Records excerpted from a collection
━━━━
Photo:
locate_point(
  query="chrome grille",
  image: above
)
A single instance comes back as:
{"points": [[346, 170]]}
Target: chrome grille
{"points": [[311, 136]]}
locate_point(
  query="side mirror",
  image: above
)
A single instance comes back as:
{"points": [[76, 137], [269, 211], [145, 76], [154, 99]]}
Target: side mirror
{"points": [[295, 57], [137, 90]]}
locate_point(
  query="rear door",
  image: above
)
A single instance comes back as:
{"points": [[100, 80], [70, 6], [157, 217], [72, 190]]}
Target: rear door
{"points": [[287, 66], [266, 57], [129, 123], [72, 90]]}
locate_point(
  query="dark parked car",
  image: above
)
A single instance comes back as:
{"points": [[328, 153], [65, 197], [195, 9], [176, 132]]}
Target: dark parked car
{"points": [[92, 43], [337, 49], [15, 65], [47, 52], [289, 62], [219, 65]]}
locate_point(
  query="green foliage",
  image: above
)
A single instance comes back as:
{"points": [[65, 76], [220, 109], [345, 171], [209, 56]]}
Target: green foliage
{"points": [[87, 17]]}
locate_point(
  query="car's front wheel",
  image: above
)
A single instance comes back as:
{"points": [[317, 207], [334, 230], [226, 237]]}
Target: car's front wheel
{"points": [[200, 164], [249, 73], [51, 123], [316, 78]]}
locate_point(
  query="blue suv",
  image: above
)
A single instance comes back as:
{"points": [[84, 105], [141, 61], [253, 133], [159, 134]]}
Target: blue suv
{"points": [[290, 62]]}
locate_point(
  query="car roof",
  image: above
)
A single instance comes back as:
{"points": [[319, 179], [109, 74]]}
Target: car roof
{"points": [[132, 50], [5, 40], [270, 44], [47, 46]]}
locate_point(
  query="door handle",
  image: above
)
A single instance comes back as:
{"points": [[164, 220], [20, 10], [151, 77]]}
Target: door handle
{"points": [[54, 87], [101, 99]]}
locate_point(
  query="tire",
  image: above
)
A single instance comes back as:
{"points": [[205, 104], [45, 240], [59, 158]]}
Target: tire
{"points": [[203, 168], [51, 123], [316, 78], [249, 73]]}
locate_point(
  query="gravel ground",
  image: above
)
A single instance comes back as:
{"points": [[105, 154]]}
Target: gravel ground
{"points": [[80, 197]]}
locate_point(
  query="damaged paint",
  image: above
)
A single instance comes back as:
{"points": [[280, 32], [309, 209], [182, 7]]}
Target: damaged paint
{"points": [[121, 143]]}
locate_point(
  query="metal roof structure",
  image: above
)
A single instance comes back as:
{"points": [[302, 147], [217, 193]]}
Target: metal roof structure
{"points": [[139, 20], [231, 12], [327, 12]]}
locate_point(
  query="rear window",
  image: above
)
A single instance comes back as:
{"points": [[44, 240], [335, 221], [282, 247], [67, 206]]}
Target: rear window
━━━━
- TASK INSTRUCTIONS: The answer is a portion of the data. Write out exactly the line with "Target: green foliage" and all lines after it.

- THE COMPLETED TASK:
Target: green foliage
{"points": [[87, 17]]}
locate_point(
  query="car's front wheel",
  image: above
)
A single instance comes back as:
{"points": [[317, 207], [334, 230], [226, 237]]}
Target: car's front wheel
{"points": [[200, 164], [249, 73], [51, 123], [316, 78]]}
locate_point(
  query="blue suv",
  image: above
)
A single instance comes back as:
{"points": [[84, 105], [141, 61], [253, 133], [159, 134]]}
Target: blue suv
{"points": [[290, 62]]}
locate_point(
  query="car roof",
  image: above
)
A single instance comes back as:
{"points": [[319, 179], [109, 74]]}
Target: car roof
{"points": [[132, 50], [5, 40], [270, 44], [47, 46]]}
locate_point(
  query="door handle",
  image: above
)
A single instance comes back as:
{"points": [[164, 220], [20, 10], [151, 77]]}
Target: door handle
{"points": [[54, 87], [101, 99]]}
locate_point(
  query="tire",
  image: above
)
A single instance comes back as:
{"points": [[205, 104], [45, 240], [59, 158]]}
Target: tire
{"points": [[203, 168], [51, 123], [316, 78], [249, 73]]}
locate_point(
  query="gravel ground",
  image: above
)
A single instance comes back as:
{"points": [[105, 154]]}
Target: gravel ground
{"points": [[80, 197]]}
locate_point(
  query="damaged paint",
  image: above
)
A single instance comes back as:
{"points": [[280, 32], [309, 209], [182, 7]]}
Target: damaged paint
{"points": [[121, 143]]}
locate_point(
  query="metal roof structure",
  image: above
)
A single instance comes back as:
{"points": [[302, 147], [217, 193]]}
Target: metal roof structure
{"points": [[139, 20], [231, 12], [327, 12]]}
locate_point(
  query="rear window",
  image: above
)
A single instance comes back as:
{"points": [[44, 240], [335, 221], [282, 247], [67, 206]]}
Target: rear window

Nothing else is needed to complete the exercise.